(Stored records):
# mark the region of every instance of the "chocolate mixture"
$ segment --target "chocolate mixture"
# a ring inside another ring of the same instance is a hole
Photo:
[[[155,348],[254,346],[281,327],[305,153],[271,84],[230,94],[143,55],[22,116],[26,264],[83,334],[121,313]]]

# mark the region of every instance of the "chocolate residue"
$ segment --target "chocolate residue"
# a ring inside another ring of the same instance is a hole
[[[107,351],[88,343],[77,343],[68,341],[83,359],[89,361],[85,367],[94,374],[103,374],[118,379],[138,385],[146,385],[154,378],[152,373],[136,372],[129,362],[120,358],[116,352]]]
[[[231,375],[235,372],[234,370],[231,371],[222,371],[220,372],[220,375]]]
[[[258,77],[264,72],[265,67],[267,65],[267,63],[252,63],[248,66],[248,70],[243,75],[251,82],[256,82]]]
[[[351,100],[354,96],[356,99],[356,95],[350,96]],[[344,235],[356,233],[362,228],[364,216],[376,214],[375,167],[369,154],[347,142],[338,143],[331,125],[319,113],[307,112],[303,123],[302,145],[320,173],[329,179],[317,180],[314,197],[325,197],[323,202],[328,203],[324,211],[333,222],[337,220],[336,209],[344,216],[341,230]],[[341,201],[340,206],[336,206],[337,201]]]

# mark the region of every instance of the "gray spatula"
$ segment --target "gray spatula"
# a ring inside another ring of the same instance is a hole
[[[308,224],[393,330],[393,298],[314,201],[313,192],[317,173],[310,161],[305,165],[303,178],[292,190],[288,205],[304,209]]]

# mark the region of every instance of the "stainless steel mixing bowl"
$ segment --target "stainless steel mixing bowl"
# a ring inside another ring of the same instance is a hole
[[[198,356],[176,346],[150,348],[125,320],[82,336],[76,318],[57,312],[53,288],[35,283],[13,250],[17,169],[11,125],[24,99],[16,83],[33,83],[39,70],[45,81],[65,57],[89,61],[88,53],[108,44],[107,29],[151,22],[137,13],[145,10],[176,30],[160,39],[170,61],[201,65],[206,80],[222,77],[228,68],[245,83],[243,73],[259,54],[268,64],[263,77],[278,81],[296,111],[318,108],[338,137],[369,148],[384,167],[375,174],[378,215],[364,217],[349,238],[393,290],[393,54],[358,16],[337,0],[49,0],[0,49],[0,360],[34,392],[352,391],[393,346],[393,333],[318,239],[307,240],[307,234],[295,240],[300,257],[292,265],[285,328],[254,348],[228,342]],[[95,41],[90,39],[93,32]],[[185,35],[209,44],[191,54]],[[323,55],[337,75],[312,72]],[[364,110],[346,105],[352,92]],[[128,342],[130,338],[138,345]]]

(Aim of the exercise): Repeat the material in full, exactly as it stands.

(Result of the exercise):
# mark the region of every instance of the "chocolate mixture"
$ segment --target "chocolate mixture"
# a ring inside another ring of the same instance is a hole
Photo:
[[[155,348],[254,346],[281,327],[305,153],[271,84],[230,94],[143,55],[22,116],[26,264],[83,334],[121,313]]]

# mark the region of every instance of the "chocolate residue"
$ segment --target "chocolate residue"
# a ring inside another ring of the same instance is a hole
[[[107,351],[88,343],[77,343],[68,341],[83,359],[89,361],[85,367],[94,374],[103,374],[118,379],[138,385],[146,385],[154,378],[152,373],[136,372],[129,362],[120,358],[116,352]]]
[[[231,375],[235,372],[234,370],[231,371],[222,371],[220,372],[220,375]]]
[[[258,77],[264,72],[265,67],[267,65],[267,63],[252,63],[248,66],[248,70],[243,75],[251,82],[256,82]]]
[[[351,100],[354,96],[356,99],[356,95],[350,96]],[[344,235],[356,233],[362,228],[364,216],[376,214],[375,167],[369,154],[347,142],[338,143],[331,125],[319,113],[307,112],[303,123],[302,145],[320,173],[329,179],[317,180],[314,197],[325,197],[323,202],[328,203],[324,211],[333,222],[337,220],[336,209],[344,216],[341,230]],[[341,201],[340,206],[336,206],[337,201]]]

# mark the region of every instance of the "gray spatula"
$ segment --target "gray spatula"
# a ring inside another ring of the same instance is a hole
[[[308,224],[393,330],[393,298],[314,201],[313,192],[317,173],[310,161],[305,165],[303,178],[292,190],[288,205],[304,209]]]

# mark the region of every instance of the "stainless steel mixing bowl"
$ segment --target "stainless steel mixing bowl"
# a ring inside another ring of the same instance is a hole
[[[198,356],[176,346],[150,348],[125,320],[82,336],[76,318],[57,312],[53,288],[35,283],[13,250],[17,169],[11,125],[24,99],[16,83],[33,83],[39,70],[45,81],[65,57],[89,61],[88,53],[108,44],[107,29],[151,22],[137,13],[145,10],[176,30],[160,39],[170,61],[201,65],[206,80],[222,77],[228,68],[245,83],[243,73],[259,54],[268,64],[263,77],[278,81],[296,111],[318,108],[338,137],[369,148],[384,167],[375,174],[378,215],[364,217],[349,238],[393,290],[393,54],[358,16],[337,0],[49,0],[0,49],[0,360],[34,392],[352,391],[393,346],[393,333],[318,239],[307,240],[307,234],[295,240],[300,257],[292,265],[285,328],[254,348],[228,342]],[[95,41],[90,39],[93,32]],[[185,35],[209,44],[191,54]],[[323,55],[337,75],[312,72]],[[364,110],[346,105],[352,92]],[[128,342],[130,338],[138,345]]]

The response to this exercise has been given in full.